STATED PROBLEM:
Copy the data below, replacing every "sky" with "clouds" and keeping everything else the same.

TASK INPUTS:
## Begin

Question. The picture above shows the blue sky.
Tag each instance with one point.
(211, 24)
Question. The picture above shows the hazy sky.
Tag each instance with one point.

## End

RIGHT ANSWER:
Question. The picture above shows the blue clouds.
Tag each instance with one point.
(211, 24)
Question. The picture above shows the hazy clouds.
Tag each instance with one point.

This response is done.